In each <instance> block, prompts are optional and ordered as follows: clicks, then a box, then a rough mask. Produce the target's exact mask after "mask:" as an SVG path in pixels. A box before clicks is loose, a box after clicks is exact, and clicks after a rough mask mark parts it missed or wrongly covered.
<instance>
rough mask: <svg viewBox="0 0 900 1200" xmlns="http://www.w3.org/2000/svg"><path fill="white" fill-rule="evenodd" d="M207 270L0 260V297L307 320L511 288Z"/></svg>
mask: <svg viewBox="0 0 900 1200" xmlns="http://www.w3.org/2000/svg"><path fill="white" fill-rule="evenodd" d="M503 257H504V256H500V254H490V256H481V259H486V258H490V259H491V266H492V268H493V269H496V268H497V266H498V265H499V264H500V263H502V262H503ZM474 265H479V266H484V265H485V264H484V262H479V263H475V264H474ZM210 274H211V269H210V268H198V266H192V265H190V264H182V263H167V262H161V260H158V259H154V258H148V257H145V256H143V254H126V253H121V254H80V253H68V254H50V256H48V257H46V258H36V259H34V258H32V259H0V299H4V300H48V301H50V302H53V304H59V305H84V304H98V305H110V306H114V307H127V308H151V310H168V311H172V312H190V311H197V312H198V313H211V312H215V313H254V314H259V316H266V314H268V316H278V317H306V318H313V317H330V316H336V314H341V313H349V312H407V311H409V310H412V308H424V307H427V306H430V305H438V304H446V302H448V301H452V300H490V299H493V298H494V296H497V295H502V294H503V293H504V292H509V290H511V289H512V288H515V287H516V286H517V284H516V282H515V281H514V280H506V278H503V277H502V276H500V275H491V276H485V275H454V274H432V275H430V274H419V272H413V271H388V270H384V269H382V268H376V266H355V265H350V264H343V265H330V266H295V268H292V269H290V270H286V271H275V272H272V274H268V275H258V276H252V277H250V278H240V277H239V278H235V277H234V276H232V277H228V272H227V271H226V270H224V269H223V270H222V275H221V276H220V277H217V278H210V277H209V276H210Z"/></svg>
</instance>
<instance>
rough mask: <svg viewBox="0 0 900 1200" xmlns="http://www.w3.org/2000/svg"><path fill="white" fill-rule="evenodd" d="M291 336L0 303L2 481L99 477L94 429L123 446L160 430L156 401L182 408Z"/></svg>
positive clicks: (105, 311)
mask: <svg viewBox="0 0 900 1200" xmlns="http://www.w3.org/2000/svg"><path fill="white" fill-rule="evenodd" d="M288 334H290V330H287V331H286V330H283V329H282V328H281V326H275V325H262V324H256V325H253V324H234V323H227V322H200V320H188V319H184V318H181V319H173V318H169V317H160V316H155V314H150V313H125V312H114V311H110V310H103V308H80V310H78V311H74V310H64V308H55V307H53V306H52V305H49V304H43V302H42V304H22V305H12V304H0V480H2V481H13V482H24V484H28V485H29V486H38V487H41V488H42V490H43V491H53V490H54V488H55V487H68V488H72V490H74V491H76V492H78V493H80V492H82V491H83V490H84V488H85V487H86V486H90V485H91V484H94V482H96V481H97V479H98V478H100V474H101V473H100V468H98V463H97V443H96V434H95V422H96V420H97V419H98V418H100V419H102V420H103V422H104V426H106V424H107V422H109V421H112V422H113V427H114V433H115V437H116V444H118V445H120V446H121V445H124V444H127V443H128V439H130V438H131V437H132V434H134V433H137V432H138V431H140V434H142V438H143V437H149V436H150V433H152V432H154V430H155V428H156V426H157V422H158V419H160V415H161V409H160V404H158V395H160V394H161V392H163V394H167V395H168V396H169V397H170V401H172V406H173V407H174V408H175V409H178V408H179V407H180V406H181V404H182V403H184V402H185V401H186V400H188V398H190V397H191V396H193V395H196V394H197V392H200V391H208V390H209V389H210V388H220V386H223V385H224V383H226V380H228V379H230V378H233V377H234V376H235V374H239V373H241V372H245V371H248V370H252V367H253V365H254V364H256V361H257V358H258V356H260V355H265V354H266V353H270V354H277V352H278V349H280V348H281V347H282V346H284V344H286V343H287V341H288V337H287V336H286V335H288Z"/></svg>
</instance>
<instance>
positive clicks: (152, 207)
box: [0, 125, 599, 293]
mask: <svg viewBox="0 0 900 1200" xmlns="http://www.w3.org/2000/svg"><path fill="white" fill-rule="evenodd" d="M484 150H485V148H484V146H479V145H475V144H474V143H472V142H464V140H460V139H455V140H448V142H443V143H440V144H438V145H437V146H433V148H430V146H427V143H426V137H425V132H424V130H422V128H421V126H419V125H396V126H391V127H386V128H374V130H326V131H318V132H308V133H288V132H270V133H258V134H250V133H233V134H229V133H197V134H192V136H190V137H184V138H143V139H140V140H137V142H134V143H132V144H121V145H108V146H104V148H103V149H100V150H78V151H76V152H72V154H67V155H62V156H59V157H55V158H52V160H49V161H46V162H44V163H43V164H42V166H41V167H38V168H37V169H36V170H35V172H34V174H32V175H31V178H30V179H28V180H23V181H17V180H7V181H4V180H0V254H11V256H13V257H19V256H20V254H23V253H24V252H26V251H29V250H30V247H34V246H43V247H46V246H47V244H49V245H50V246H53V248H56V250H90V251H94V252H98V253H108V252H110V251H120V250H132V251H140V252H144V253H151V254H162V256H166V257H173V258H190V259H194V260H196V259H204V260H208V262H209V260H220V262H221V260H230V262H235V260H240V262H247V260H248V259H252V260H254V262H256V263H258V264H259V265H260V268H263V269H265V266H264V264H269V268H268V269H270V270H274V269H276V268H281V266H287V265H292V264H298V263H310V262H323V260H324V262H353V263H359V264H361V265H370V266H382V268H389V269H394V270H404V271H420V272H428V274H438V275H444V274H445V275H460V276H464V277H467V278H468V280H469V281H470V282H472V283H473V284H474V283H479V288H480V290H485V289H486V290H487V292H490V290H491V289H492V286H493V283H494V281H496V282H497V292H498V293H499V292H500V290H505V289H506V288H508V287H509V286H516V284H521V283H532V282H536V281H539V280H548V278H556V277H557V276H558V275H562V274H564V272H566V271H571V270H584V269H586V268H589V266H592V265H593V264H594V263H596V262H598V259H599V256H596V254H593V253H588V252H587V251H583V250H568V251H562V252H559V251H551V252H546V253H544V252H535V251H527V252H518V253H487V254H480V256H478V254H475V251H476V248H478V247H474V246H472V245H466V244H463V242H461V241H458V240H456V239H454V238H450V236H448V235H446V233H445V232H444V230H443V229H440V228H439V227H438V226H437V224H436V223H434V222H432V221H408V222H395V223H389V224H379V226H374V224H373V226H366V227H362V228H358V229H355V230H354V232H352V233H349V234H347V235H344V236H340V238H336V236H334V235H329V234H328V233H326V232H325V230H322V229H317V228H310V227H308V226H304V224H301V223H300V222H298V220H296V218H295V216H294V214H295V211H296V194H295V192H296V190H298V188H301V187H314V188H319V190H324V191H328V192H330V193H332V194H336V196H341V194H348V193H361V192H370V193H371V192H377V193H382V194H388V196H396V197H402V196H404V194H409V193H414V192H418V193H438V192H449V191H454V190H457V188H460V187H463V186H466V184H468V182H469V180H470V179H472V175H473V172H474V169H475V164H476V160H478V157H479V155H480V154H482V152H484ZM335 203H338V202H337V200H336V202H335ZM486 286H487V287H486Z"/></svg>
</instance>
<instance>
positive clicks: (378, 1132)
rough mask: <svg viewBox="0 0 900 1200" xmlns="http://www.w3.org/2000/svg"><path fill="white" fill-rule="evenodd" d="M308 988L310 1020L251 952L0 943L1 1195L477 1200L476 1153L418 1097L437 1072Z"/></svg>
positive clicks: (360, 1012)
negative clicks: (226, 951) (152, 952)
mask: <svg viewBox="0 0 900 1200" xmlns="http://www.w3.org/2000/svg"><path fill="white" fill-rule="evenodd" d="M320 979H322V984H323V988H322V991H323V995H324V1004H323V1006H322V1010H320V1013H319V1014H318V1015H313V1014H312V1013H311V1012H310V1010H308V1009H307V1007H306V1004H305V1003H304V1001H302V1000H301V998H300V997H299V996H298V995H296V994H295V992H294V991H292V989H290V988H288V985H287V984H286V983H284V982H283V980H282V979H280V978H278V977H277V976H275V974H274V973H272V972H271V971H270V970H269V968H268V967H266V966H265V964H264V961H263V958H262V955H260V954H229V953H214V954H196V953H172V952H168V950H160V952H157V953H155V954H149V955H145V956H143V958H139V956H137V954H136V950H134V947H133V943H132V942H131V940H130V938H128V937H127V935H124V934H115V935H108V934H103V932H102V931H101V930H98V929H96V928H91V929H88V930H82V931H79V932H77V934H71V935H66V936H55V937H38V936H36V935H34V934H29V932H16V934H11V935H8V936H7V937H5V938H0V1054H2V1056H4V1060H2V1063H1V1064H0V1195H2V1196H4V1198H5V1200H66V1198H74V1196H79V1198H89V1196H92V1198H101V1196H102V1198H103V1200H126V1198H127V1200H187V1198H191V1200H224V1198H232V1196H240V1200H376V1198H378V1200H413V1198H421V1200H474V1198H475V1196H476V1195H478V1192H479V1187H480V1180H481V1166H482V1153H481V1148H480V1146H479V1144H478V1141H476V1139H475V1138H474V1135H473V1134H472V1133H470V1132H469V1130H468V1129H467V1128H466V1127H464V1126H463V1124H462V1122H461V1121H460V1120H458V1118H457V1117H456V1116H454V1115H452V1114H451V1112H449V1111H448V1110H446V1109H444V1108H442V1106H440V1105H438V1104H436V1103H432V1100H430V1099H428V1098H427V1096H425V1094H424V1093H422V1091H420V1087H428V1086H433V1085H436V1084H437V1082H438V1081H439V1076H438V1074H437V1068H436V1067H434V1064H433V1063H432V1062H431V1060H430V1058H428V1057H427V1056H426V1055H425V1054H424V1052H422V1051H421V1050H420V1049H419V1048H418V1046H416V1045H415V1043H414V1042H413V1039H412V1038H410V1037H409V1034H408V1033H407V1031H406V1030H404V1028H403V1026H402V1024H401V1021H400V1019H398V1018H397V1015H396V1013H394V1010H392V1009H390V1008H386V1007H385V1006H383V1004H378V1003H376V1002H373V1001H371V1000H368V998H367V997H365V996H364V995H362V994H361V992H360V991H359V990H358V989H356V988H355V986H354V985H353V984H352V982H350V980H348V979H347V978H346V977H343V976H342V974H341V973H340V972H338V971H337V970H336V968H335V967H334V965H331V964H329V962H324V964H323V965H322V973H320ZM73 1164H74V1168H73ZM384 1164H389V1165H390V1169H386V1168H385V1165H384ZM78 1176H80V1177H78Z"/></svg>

##########

Task description
Retype the listing from its first line onward, stopping after the line that contains "336L0 303L2 481L99" has been retyped in full.

Solution to this problem
In each <instance> block, prompts are optional and ordered as follows: clicks, then a box, then a rough mask. Produce the target's exact mask after "mask:" as an SVG path in pixels. A box before clicks is loose, a box after clicks is exact, and clicks after a rough mask mark parts it missed or wrongly covered.
<instance>
rough mask: <svg viewBox="0 0 900 1200" xmlns="http://www.w3.org/2000/svg"><path fill="white" fill-rule="evenodd" d="M207 270L0 260V297L307 320L511 288Z"/></svg>
mask: <svg viewBox="0 0 900 1200" xmlns="http://www.w3.org/2000/svg"><path fill="white" fill-rule="evenodd" d="M503 257H504V256H500V254H490V256H481V259H486V258H490V259H491V266H492V268H493V269H496V268H497V266H498V265H499V264H500V263H502V262H503ZM474 265H479V266H484V265H485V264H484V262H479V263H475V264H474ZM210 274H211V269H210V268H198V266H192V265H190V264H182V263H167V262H161V260H158V259H154V258H148V257H145V256H143V254H126V253H121V254H80V253H68V254H50V256H48V257H46V258H36V259H34V258H32V259H0V299H4V300H48V301H50V302H53V304H59V305H84V304H98V305H110V306H114V307H127V308H151V310H168V311H172V312H190V311H197V312H198V313H211V312H215V313H254V314H259V316H266V314H268V316H278V317H306V318H313V317H330V316H336V314H341V313H349V312H407V311H409V310H412V308H424V307H427V306H430V305H438V304H446V302H448V301H452V300H490V299H493V298H494V296H497V295H502V294H503V293H504V292H509V290H511V289H512V288H515V287H516V286H517V284H516V282H515V281H514V280H506V278H503V277H502V276H500V275H491V276H485V275H454V274H432V275H430V274H419V272H413V271H388V270H384V269H382V268H376V266H355V265H350V264H343V265H330V266H295V268H292V269H290V270H286V271H275V272H272V274H268V275H258V276H252V277H250V278H240V277H239V278H235V277H234V276H232V277H228V272H227V271H226V270H224V269H223V270H222V275H221V276H220V277H217V278H210V277H209V276H210Z"/></svg>
</instance>
<instance>
rough mask: <svg viewBox="0 0 900 1200" xmlns="http://www.w3.org/2000/svg"><path fill="white" fill-rule="evenodd" d="M291 336L0 303L2 481L99 477L94 429L123 446L160 430L156 401L182 408Z"/></svg>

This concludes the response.